TEXT ->
“Cloned meat” is about to enter Canadian grocery stores without safety testing, disclosure, or labeling of any kind, after Health Canada quietly dismantled its 22-year policy that protected the public food supply from such products.
The Canadian government’s previous policy treated cloned products as novel foods requiring pre-market review.
The decision removes all oversight and allows cloned “meat” and “milk” products, and the offspring of cloned animals, to be sold to millions of Canadians with no indication whatsoever of their lineage.
The move immediately set off alarm bells in the United States.
The U.S. Food and Drug Administration (FDA) approved cloned meat back in 2008 and allowed it to flood the food supply without labels.
Many Americans are only now discovering that they have likely been eating cloned products for years.
Online, the reaction has been explosive, with users calling the situation unacceptable and demanding transparency.
Some say they likely purchased cloned products unknowingly, blasting regulators for failing consumers and hiding the true origins of what is being sold on store shelves.
Opposition to cloned meat spans ethical, religious, and safety concerns.

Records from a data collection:
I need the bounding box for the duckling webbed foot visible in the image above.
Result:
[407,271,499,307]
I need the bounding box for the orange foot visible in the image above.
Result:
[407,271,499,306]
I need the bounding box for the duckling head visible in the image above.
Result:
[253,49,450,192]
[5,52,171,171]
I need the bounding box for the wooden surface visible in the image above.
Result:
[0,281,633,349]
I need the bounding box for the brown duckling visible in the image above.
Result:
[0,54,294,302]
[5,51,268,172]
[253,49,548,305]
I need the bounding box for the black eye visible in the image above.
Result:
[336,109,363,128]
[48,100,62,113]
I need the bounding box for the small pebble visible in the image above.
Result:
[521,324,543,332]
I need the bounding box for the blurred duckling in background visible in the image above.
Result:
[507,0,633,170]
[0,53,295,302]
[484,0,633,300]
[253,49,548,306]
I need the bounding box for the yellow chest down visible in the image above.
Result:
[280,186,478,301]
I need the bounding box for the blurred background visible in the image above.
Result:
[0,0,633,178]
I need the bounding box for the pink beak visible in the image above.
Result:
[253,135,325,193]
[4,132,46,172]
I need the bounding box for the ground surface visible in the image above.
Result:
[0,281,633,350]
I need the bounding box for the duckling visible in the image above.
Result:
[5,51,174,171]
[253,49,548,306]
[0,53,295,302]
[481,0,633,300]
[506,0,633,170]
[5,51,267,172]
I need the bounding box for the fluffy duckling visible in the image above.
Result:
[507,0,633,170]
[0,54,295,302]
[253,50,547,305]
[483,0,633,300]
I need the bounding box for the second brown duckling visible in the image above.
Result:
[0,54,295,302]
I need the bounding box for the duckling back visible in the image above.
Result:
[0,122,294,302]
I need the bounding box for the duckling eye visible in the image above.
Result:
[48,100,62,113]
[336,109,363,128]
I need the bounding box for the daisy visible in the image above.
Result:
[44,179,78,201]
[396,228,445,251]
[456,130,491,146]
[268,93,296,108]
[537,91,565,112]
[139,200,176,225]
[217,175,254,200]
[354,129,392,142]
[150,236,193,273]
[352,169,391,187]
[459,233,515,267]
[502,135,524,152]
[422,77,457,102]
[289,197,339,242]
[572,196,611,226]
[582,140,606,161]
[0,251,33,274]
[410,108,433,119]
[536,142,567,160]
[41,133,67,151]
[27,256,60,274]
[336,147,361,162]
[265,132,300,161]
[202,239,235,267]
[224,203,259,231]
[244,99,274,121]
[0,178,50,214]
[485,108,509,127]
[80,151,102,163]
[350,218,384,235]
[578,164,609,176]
...
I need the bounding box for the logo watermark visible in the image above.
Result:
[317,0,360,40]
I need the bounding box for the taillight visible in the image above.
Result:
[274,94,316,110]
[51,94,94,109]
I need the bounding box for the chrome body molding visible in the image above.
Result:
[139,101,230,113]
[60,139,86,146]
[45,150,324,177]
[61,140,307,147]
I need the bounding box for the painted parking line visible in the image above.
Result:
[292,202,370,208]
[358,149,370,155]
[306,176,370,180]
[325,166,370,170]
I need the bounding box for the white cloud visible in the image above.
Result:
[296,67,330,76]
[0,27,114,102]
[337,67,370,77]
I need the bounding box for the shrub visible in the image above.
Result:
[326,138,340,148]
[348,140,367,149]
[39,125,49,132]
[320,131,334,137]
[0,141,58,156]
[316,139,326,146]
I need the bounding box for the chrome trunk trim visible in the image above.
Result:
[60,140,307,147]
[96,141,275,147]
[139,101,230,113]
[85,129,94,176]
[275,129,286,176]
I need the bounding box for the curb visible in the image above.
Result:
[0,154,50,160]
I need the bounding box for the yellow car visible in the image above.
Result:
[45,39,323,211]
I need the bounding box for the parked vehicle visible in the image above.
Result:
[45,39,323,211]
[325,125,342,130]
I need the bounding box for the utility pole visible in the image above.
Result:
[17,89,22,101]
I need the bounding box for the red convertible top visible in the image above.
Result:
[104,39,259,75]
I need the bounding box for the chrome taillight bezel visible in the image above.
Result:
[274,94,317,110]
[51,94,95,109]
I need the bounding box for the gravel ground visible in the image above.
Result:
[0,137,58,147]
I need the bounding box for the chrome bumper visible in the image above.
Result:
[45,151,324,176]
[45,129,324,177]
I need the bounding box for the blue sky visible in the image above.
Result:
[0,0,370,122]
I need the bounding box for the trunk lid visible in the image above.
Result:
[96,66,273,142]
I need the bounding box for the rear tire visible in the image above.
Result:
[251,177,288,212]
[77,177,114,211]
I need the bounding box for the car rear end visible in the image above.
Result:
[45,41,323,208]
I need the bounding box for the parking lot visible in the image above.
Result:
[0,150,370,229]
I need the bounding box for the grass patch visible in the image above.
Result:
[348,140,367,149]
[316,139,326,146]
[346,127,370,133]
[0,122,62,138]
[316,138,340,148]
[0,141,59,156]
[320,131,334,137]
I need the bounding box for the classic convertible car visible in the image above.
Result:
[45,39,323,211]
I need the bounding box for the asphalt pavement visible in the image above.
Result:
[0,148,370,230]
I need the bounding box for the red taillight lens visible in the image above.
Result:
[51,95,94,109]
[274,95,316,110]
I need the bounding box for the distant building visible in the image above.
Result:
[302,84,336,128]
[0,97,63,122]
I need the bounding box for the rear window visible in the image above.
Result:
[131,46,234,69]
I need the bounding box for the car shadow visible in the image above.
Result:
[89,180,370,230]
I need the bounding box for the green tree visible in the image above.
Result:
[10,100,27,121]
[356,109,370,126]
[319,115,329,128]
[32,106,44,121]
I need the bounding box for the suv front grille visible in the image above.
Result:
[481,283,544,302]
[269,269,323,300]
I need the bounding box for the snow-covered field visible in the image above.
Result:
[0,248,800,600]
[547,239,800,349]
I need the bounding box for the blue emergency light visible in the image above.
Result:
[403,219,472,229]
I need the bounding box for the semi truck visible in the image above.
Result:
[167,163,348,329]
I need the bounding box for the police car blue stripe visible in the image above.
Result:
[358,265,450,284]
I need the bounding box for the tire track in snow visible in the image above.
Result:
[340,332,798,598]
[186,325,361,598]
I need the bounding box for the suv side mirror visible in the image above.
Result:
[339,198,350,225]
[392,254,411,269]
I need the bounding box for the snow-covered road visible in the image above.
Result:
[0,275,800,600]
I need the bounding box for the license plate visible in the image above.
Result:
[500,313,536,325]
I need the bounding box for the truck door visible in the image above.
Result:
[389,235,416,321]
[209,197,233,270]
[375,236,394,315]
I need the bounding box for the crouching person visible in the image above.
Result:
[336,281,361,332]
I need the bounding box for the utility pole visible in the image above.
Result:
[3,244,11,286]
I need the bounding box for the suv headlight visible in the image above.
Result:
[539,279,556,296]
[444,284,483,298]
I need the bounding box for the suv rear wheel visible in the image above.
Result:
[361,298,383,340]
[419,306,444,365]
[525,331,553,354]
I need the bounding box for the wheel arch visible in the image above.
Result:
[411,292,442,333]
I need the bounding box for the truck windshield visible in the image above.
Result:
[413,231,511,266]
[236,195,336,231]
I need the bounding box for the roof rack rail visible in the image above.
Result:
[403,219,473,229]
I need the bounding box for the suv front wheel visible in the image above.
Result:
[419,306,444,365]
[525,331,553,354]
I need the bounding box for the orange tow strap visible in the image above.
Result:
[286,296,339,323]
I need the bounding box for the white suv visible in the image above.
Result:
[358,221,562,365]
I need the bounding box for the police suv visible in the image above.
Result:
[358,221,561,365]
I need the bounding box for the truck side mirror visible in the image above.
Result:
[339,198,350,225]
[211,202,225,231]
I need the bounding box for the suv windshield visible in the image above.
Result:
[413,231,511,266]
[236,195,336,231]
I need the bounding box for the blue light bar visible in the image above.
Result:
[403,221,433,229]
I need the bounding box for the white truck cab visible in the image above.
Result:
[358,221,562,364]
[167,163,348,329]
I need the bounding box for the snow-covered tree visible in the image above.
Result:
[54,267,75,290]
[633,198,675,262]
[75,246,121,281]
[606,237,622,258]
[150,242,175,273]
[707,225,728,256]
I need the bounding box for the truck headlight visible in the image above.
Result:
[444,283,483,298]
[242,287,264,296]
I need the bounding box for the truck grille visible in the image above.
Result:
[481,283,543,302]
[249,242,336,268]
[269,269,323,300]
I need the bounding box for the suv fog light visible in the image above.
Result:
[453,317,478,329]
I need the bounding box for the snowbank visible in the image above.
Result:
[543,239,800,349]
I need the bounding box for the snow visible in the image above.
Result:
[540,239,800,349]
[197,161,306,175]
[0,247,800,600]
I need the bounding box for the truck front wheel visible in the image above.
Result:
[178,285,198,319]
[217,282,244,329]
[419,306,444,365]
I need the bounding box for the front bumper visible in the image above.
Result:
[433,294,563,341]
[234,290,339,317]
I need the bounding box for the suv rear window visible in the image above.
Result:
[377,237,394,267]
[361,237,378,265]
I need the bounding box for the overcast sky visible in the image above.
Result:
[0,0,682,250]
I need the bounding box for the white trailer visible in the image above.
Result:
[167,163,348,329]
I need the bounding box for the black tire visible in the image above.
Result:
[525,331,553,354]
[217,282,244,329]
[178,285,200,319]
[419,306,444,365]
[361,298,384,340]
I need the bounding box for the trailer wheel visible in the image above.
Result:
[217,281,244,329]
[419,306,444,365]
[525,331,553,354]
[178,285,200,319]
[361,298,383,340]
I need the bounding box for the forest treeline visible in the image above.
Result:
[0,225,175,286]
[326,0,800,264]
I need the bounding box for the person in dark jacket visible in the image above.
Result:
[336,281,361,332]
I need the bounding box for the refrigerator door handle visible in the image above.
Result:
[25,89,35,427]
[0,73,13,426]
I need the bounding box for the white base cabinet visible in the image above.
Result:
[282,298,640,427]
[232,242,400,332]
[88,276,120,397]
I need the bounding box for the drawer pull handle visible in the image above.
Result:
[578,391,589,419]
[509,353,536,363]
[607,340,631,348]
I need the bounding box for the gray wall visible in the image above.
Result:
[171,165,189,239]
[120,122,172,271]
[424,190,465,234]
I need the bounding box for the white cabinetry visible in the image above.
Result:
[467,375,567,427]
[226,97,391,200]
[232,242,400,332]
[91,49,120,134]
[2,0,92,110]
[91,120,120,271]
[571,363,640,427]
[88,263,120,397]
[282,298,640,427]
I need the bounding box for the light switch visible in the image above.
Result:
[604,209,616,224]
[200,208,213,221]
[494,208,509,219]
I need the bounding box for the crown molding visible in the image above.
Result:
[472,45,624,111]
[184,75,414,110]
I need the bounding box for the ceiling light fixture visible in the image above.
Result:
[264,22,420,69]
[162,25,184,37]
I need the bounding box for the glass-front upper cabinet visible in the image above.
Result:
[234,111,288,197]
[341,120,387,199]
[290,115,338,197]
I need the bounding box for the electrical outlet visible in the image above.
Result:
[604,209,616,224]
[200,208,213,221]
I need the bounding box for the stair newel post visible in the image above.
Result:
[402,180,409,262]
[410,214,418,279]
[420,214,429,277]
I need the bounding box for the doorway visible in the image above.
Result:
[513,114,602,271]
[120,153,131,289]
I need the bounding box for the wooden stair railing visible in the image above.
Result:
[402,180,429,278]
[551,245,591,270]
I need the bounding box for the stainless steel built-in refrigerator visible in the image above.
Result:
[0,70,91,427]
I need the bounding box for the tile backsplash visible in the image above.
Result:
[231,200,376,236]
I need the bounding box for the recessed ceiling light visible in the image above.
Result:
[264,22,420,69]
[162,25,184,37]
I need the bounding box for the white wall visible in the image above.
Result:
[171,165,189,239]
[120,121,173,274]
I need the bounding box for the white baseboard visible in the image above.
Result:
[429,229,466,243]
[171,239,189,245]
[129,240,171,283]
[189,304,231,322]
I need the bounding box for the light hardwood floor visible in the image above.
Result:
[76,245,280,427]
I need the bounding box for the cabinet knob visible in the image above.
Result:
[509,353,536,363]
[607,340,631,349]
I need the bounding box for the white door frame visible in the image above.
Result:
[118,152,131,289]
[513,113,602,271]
* * *
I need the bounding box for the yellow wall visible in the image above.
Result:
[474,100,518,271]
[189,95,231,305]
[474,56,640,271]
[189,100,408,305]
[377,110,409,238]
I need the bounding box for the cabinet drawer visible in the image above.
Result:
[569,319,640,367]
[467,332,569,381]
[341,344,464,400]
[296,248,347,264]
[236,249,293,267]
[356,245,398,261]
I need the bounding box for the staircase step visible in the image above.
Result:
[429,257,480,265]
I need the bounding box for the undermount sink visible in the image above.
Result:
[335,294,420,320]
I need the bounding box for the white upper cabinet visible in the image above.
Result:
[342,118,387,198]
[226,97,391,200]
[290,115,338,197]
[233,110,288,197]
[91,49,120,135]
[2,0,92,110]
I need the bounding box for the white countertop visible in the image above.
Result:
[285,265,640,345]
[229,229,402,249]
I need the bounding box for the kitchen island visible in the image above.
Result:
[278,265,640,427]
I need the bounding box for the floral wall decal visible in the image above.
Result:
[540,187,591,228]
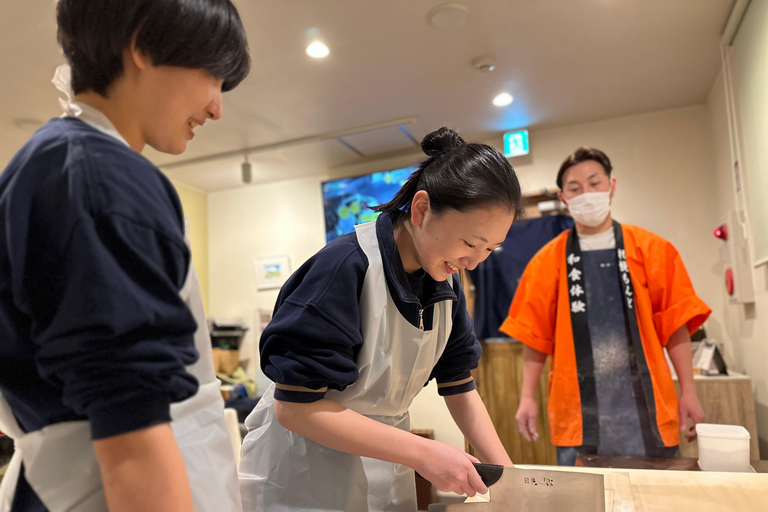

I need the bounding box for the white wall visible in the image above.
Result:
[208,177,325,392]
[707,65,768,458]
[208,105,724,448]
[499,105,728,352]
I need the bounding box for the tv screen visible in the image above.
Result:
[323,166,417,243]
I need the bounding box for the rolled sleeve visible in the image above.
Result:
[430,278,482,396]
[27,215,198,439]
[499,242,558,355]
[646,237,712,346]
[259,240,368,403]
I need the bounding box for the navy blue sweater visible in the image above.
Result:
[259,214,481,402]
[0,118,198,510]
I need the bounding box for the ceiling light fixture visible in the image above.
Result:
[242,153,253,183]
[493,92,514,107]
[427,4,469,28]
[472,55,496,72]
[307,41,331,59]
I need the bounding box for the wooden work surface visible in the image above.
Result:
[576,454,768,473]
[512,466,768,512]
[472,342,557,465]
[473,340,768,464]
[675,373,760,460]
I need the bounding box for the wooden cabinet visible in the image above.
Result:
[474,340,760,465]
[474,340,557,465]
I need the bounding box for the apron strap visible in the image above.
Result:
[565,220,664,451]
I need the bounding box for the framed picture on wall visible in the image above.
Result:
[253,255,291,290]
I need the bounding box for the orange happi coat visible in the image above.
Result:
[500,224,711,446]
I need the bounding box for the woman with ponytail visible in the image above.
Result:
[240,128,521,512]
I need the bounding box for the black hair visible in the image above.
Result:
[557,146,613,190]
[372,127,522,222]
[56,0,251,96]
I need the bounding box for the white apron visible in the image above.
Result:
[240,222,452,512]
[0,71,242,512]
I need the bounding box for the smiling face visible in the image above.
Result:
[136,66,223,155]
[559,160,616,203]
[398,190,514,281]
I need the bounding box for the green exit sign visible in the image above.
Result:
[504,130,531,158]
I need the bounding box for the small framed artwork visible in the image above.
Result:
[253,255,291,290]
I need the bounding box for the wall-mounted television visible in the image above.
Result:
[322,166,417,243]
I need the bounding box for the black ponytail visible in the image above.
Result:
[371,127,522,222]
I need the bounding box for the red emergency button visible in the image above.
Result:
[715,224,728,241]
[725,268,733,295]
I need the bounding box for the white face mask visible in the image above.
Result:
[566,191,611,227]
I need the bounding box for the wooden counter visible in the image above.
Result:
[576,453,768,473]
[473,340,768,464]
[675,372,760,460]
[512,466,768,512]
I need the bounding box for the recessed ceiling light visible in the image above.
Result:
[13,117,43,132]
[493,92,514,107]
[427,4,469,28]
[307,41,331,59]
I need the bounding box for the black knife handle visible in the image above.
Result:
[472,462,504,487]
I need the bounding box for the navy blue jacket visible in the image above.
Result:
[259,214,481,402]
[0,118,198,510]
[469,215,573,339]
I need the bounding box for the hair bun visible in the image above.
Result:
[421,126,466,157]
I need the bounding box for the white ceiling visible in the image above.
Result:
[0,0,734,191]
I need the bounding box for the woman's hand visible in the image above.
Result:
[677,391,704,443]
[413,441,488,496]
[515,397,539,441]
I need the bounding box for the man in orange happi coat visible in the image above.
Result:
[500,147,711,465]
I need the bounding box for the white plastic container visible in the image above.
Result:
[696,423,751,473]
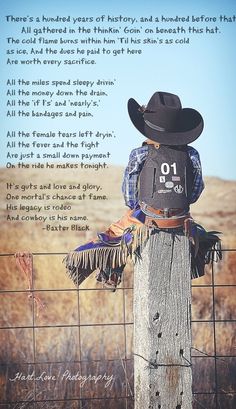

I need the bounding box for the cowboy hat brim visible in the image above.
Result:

EXERCISE A -> According to the text on cloned meat in Canada, why will shoppers be unable to tell whether the meat or milk they buy comes from a cloned animal? Answer in one to three sentences.
EXERCISE B -> The text on cloned meat says opposition to it spans several kinds of concerns. List every kind it names.
EXERCISE C -> Resume the article on cloned meat in Canada right after its final sentence, "Opposition to cloned meat spans ethical, religious, and safety concerns."

EXPECTED OUTPUT A -> Health Canada dismantled its 22-year policy that treated cloned products as novel foods needing pre-market review. The change removes all oversight, so cloned "meat" and "milk" and the offspring of cloned animals can be sold without safety testing, disclosure, or labeling of any kind.

EXPECTED OUTPUT B ->
- Ethical
- Religious
- Safety

EXPECTED OUTPUT C ->
Critics warn of serious animal-welfare issues, pointing to high rates of clone miscarriages, deformities, suffering, and death.
Others warn about potential contamination from antibiotics or hormones used on sick clones, animals that would never survive long enough to enter the food chain directly, but whose offspring do.
Ethical concerns also run deep, with many uncomfortable about the technology itself or warning that its normalization could open the door to attempts at human cloning.
Cloned meat is banned entirely in Europe.
In Europe, cloning farm animals and selling products from their offspring is illegal.
However, Canada is moving in the opposite direction.
Beginning next year, cloned animals and their descendants will no longer be considered novel foods, eliminating all safety assessments and all labeling requirements.
The process begins by creating a genetically identical copy of a “desirable” animal.
That clone is then bred normally, and its offspring enter the food chain, indistinguishable from traditional meat, except consumers are never told what they’re buying.
The decision has sparked strong backlash from producers like duBreton, a major Certified Humane and organic pork supplier.
The company issued a warning to Canadians:
“People have the right to choose for themselves.
“Quietly changing the definition of a novel food takes that choice away.”
Health Canada’s justification mirrors the FDA’s longstanding position that regulators claim cloned meat and milk are “not materially different” from traditional products and therefore do not require labels.
In the U.S., regulators expect that it is mostly the offspring of clones, not the clones themselves, that end up in the food supply.
But without mandatory labeling, American consumers have no reliable way to know whether their purchases come from cloned lineage.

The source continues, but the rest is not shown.